Selected passage:
┌────────

KONTOPOULOS: Look my sense is that the answer that was given in a very pointed question in that particular direction was that. I don't think

there's any particular expectation or particular plan to source these types of funds from China or in particular program in the works. If anything, I

was surprised to say that to see actually that Prime Minister.

I think mentioned that they are some near shoring type of activities, generally available from before Europe that are originated from China, and

that Greece is particularly open to them. So again, maybe the reverse was the interesting aspect here, too.


CHATTERLEY: Yes, it's almost what you're not asked versus what the truth is? It's quite fascinating.


CHATTERLEY: What about in terms of your role as well because I know we saw foreign capital leave and as you said it's interesting even at this point

in time that political stability is seen rather than fear of instability. But when I look at the Athens exchange itself, there's still a significant

weighting in the banks, utilities and energy. And I think perhaps the obvious question for those even looking on an index level is non-performing

loans, which has been an issue in the past.

Is there risk still of action with the banks? So even things that other European countries have been talking about, and in certain cases acted

upon, which is a windfall tax on energy companies? What can you tell me about those concerns?

KONTOPOULOS: Well, again, let me emphasize the almost the opposite surprise here. I mean, I think if we held this event, even last year, we wouldn't be

getting the question about question marks about banks on the level of NPLs instead. We actually got a question about a windfall tax on the banks

forget about the energy companies, which means what that the banks have had an exceptional year.

And so the momentum had been building since 2001. In terms of profitability, they had a very, very successful year and 2022 so far.

Deposits are actually growing still in the system, which you would think that they would be a problem because of the energy shock and how's that

keeping the average consumer in Greece?

Apparently, it hasn't hit the average consumer, or at least the aggregate. So it's for me, it's actually very revealing the fact that the question

came up. By the way that answer was very definitive; it was that there was no consideration for windfall tax rollbacks.

On the other hand, on the energy side, Greece was, if I recall, well, one of the first countries to impose a windfall tax, and then the rest of

Europe actually followed through, but I don't think the message was there was no intention to kind of accentuate there. So I think it's going to

remain steady, as long as there are excess profits from that short. So that the net news there I think, is stability.

CHATTERLEY: Yes, what's there will remain because it's certainly one of the things and the one of the things that I heard simply from the willingness

of the government to take action in the first place. I think one of the other things is building out the representation on the stock exchange and

perhaps new listings or dual listings. What's the prospect for getting fresh listings and companies to come to Greece? Whether it's a primary

listing or even a secondary listing for those that operate internationally? Talk to me about that prospect?


CHATTERLEY: Yes - before you answer. It's a challenge.

KONTOPOULOS: Well, you know, this is my personal talents.

CHATTERLEY: Of course.

KONTOPOULOS: I'm very optimistic primarily because I think we're getting a very good signal first from the government, because they have been

privatizing a lot of assets over time. But they haven't privatized something recently, via the stock exchange, and it appears that they will

be actually privatizing top jewel asset, the Athens International Airport sometime next year, and most likely, we don't know yet for sure, it might

happen via the Athens Stock Exchange.

└────────

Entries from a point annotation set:
┌────────

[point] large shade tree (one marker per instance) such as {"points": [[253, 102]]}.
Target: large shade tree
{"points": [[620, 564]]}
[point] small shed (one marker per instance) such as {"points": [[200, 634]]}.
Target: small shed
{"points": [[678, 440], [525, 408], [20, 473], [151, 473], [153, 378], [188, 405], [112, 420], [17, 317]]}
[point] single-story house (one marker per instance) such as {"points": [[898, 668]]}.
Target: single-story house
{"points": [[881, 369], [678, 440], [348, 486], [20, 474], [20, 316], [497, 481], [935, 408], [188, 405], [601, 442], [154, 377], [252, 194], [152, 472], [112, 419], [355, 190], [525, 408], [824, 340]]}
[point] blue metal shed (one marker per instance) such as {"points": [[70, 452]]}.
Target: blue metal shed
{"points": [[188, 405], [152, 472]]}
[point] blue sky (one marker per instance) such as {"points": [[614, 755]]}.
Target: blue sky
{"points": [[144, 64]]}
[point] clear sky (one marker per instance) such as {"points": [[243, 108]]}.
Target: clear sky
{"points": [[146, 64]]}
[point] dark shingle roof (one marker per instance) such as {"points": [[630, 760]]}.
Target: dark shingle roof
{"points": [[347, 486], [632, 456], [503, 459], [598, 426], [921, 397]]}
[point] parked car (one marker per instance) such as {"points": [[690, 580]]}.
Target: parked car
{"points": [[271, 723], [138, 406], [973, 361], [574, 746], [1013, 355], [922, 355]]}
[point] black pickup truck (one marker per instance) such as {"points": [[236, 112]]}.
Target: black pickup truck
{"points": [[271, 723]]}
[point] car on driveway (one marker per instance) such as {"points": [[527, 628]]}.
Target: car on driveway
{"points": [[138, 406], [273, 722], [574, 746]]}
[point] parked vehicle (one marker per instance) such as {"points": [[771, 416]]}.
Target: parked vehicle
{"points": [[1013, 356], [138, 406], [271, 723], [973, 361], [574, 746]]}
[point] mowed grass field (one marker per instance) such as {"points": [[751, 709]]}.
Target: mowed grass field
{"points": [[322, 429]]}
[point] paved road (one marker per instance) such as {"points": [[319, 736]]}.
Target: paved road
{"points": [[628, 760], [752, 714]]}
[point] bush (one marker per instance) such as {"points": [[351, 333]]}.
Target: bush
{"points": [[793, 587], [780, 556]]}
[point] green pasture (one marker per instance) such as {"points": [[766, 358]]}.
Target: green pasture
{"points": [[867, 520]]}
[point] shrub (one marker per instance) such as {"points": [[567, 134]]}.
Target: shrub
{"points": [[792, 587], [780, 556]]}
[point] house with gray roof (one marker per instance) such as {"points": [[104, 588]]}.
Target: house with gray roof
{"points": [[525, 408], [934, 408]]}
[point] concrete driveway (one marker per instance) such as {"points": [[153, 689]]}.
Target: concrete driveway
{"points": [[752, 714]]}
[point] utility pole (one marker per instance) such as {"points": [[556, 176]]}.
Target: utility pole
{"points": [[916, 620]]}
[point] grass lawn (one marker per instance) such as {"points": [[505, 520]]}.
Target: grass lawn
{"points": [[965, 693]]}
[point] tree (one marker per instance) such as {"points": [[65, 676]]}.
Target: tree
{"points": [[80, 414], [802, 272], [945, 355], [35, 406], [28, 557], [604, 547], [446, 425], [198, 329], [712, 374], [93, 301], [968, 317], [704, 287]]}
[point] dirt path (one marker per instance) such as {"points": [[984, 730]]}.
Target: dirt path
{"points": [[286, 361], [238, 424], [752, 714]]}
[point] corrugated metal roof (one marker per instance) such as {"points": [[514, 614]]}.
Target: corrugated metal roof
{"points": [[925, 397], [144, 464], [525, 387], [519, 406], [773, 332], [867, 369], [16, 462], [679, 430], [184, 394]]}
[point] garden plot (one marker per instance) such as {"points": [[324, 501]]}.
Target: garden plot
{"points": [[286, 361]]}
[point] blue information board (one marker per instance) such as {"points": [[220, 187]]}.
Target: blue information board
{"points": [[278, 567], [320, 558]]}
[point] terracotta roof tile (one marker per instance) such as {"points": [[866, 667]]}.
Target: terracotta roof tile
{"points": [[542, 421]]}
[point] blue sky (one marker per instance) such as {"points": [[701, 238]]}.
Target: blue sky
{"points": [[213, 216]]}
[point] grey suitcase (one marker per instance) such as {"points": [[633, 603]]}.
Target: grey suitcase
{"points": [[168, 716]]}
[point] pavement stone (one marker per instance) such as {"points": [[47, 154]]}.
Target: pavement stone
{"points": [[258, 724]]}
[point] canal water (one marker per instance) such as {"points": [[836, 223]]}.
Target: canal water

└────────

Challenges:
1 - Translate this sentence from the interview transcript on Greek markets into Spanish: "Apparently, it hasn't hit the average consumer, or at least the aggregate."
2 - In the interview transcript on Greek markets, which asset does Kontopoulos say the government will likely privatize next year?
3 - Pick up the interview transcript on Greek markets after its last line, adding a few more sentences of Kontopoulos's answer.

Answers to the exercise:
1 - Al parecer, no ha afectado al consumidor promedio, o al menos al conjunto.

2 - The Athens International Airport.

3 -
And it's a large enough items that I think will prompt other companies to follow through. So that's aspect number one. The other one, I think, where,

as you alluded too, is the different type of representation that we want of different sectors of the economy. If you were to look, for example, one

that's unexpected is technology.

The depth of the technological development since the you know the midst of the crisis has been tremendous Greeks have become a lot more

entrepreneurial. I think, as a result of the crisis and a lot of them are the young Greeks which have been putting money and effort into technology.

As a result, we've had a couple of unicorns already coming up and I think there's some of them are slated to come to the stock exchange.

Now if it's a big ticket item, and its technology, you're likely to end up somewhere in the U.S. initially. So we need to be imaginative on how we

attract them back here. And I think the way around it and something that's consistent with our plans is that you are listening Greece and Europe has

to offer actually insurance to those technology companies which are still in the initial stages.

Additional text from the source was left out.